◆ Data rows:
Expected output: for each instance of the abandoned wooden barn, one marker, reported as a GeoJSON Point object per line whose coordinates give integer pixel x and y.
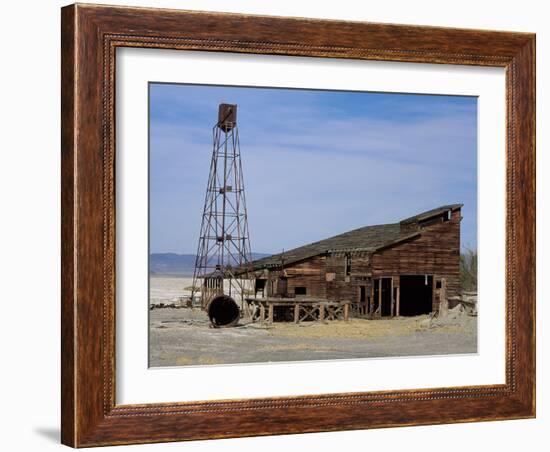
{"type": "Point", "coordinates": [381, 271]}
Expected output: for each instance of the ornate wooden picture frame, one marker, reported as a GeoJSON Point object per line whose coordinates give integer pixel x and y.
{"type": "Point", "coordinates": [90, 36]}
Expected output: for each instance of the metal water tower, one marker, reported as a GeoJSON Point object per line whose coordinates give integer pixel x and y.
{"type": "Point", "coordinates": [223, 253]}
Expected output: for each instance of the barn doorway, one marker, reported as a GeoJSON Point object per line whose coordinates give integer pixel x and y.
{"type": "Point", "coordinates": [416, 295]}
{"type": "Point", "coordinates": [382, 301]}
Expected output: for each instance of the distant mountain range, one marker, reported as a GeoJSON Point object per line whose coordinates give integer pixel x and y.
{"type": "Point", "coordinates": [178, 264]}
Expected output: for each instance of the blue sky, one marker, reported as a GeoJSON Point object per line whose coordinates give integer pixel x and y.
{"type": "Point", "coordinates": [315, 163]}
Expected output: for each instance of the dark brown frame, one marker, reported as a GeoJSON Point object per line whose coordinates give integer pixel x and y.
{"type": "Point", "coordinates": [90, 35]}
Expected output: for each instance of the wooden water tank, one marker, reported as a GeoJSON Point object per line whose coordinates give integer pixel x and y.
{"type": "Point", "coordinates": [227, 117]}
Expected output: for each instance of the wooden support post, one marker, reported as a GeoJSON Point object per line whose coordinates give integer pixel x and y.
{"type": "Point", "coordinates": [371, 298]}
{"type": "Point", "coordinates": [398, 295]}
{"type": "Point", "coordinates": [379, 310]}
{"type": "Point", "coordinates": [443, 304]}
{"type": "Point", "coordinates": [392, 299]}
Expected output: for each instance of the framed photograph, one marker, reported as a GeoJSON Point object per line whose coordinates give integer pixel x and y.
{"type": "Point", "coordinates": [282, 225]}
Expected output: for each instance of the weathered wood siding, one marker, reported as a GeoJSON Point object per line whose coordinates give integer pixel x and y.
{"type": "Point", "coordinates": [342, 288]}
{"type": "Point", "coordinates": [435, 252]}
{"type": "Point", "coordinates": [309, 274]}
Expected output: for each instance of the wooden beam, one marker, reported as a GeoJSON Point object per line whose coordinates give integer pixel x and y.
{"type": "Point", "coordinates": [397, 301]}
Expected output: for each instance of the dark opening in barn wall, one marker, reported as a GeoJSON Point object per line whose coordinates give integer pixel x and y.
{"type": "Point", "coordinates": [382, 297]}
{"type": "Point", "coordinates": [416, 294]}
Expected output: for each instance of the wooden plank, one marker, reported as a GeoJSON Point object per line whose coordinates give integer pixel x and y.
{"type": "Point", "coordinates": [397, 300]}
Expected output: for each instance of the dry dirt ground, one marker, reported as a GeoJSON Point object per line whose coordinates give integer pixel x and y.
{"type": "Point", "coordinates": [179, 337]}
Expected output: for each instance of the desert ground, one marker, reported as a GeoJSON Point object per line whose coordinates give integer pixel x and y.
{"type": "Point", "coordinates": [183, 336]}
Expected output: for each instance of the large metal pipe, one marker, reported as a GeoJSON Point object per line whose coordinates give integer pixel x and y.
{"type": "Point", "coordinates": [223, 311]}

◆ What is being asked: Reproduce all the entries that precede this task, word for word, minus any pictures.

◆ Exercise solution:
Expected output: for each instance of the abandoned wooden barn, one marker, reported as a GeoJSON Point object per line whose coordinates give integer pixel x and y.
{"type": "Point", "coordinates": [381, 271]}
Expected output: for each instance of the ornate wooden picture frame, one marker, reported as a GeoJSON Point object per line whose coordinates give integer pixel x and y.
{"type": "Point", "coordinates": [90, 36]}
Expected output: for each instance of the metal water tower, one marker, reported as a GeoJSON Point object per line whose coordinates give integer pixel x and y.
{"type": "Point", "coordinates": [223, 253]}
Expected output: for each instance of the barn doorway, one marker, reported as a GeoJSON Point object per line whose coordinates give integer pixel x and y.
{"type": "Point", "coordinates": [416, 295]}
{"type": "Point", "coordinates": [382, 301]}
Expected output: for each instance of the distant mountain range, one marker, reported as a GeoJSON Point object per line whose coordinates give integer pixel x and y.
{"type": "Point", "coordinates": [178, 264]}
Expected output: for each instance of the blue sky, one marker, reported as a GeoJSON Point object per line whose coordinates give integer pixel x and y.
{"type": "Point", "coordinates": [315, 163]}
Expected output: for each instance of the dark brown frame, one marker, reported as a GeoJSON Point object per line whose coordinates give integer pixel x and y.
{"type": "Point", "coordinates": [90, 35]}
Expected output: for each instance of the wooden water tank, one marker, reported as a GeoJSON Point object per line whose coordinates give integer pixel x and y.
{"type": "Point", "coordinates": [227, 117]}
Expected output: for each instance of the wooden support post, one marker, reported as a GeoJSON Point object per line whose coordinates give integer pixel x and y.
{"type": "Point", "coordinates": [371, 298]}
{"type": "Point", "coordinates": [398, 295]}
{"type": "Point", "coordinates": [379, 310]}
{"type": "Point", "coordinates": [443, 304]}
{"type": "Point", "coordinates": [392, 299]}
Expected output: for each instance of the framed photograph, one marker, reported as a GeoJSON Point object per line whose coordinates give integer pixel x and y.
{"type": "Point", "coordinates": [282, 225]}
Expected output: for each instance of the weathered wood siding, one marker, reported as a GeoJSON Point object per line whose coordinates give integer pixel x and y.
{"type": "Point", "coordinates": [342, 288]}
{"type": "Point", "coordinates": [435, 252]}
{"type": "Point", "coordinates": [309, 274]}
Expected output: for each instance of the wooden beam, one marker, reported as a GeoJSON Point object per line whose coordinates give integer pixel x and y.
{"type": "Point", "coordinates": [397, 301]}
Expected output: for each instance of the dark opening in barn wall, one marker, reported as a GeoJSON Point object per line whose coordinates give integer pixel x and y.
{"type": "Point", "coordinates": [382, 297]}
{"type": "Point", "coordinates": [416, 294]}
Expected output: for each instance of the wooden plank, one marker, reported as a GeoJSON Point object per line whose coordinates give integer pixel x and y.
{"type": "Point", "coordinates": [397, 300]}
Expected output: for each instance of the dry dirt ground, one marker, reported as a GeoJSON Point object per line whose coordinates give integer pixel x and y.
{"type": "Point", "coordinates": [179, 337]}
Expected output: for each instance of the desert ground, one marker, reported as a GeoJSON Point object per line whose coordinates give integer pixel x and y.
{"type": "Point", "coordinates": [183, 336]}
Expected output: for each instance of the large metal pipe, one marker, reported as a GeoJSON Point object per line whose coordinates give integer pixel x and y.
{"type": "Point", "coordinates": [223, 311]}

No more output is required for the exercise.